STATED TASK -
Pull out each line of the records below that contains the word "ring", and copy those lines in their original order.

Collected data -

####

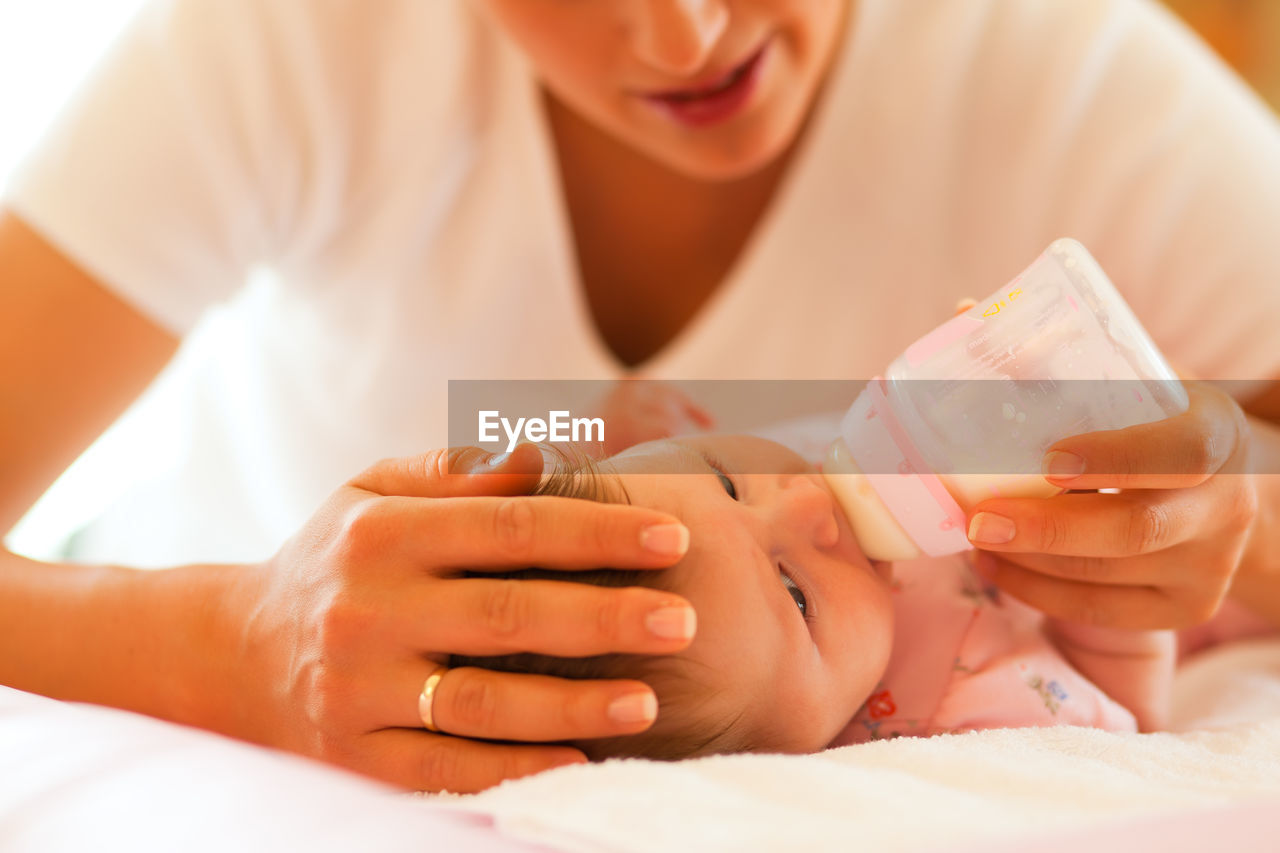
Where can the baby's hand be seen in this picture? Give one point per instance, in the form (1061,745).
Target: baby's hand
(644,410)
(1134,667)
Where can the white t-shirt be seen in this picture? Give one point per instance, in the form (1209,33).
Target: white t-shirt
(388,168)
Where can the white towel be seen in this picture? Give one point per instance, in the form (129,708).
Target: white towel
(936,793)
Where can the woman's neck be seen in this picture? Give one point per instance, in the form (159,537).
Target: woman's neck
(652,245)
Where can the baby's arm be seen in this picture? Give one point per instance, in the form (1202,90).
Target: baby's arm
(1133,667)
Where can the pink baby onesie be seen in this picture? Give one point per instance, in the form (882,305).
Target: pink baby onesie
(967,656)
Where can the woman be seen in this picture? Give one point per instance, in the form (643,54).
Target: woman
(536,188)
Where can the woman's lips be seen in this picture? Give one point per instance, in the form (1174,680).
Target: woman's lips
(716,101)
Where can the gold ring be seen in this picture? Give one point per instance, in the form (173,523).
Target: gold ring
(424,701)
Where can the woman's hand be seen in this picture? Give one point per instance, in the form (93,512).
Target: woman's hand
(645,410)
(1160,553)
(356,611)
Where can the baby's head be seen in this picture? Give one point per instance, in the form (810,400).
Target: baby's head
(794,623)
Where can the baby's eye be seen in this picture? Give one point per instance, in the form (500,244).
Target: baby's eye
(714,464)
(796,596)
(727,483)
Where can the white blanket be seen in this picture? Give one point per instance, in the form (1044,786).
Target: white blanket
(1029,788)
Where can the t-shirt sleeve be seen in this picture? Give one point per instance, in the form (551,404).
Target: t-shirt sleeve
(158,178)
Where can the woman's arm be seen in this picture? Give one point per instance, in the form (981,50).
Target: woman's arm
(323,648)
(1189,523)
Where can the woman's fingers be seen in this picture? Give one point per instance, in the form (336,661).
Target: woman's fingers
(456,471)
(1089,525)
(472,702)
(481,616)
(1139,607)
(417,760)
(517,532)
(1178,452)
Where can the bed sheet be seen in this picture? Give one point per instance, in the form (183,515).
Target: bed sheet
(78,776)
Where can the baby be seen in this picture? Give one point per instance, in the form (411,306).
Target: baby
(804,643)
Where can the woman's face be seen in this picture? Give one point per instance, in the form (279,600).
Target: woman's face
(712,89)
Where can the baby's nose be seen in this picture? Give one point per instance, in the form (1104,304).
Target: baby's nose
(808,510)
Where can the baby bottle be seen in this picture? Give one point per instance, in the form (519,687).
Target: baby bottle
(969,410)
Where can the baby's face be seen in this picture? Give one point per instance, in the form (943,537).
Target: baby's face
(794,623)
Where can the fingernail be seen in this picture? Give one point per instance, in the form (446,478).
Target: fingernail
(672,623)
(1063,465)
(666,539)
(984,565)
(990,528)
(638,707)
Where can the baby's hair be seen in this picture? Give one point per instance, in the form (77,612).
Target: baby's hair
(681,730)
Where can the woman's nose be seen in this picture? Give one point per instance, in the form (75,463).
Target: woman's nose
(807,510)
(677,36)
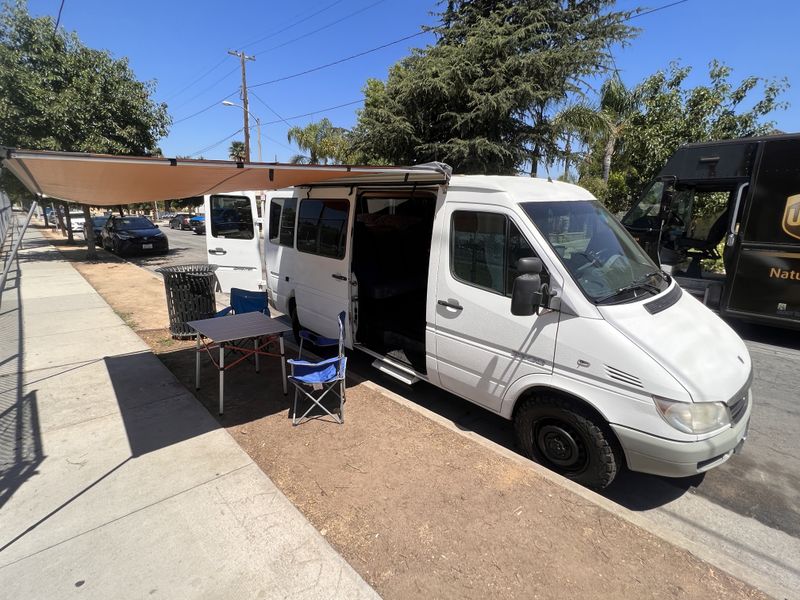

####

SOLVED EXERCISE -
Where can the gold ring be seen in this picture? Give one point per instance, in the form (173,523).
Target: gold ring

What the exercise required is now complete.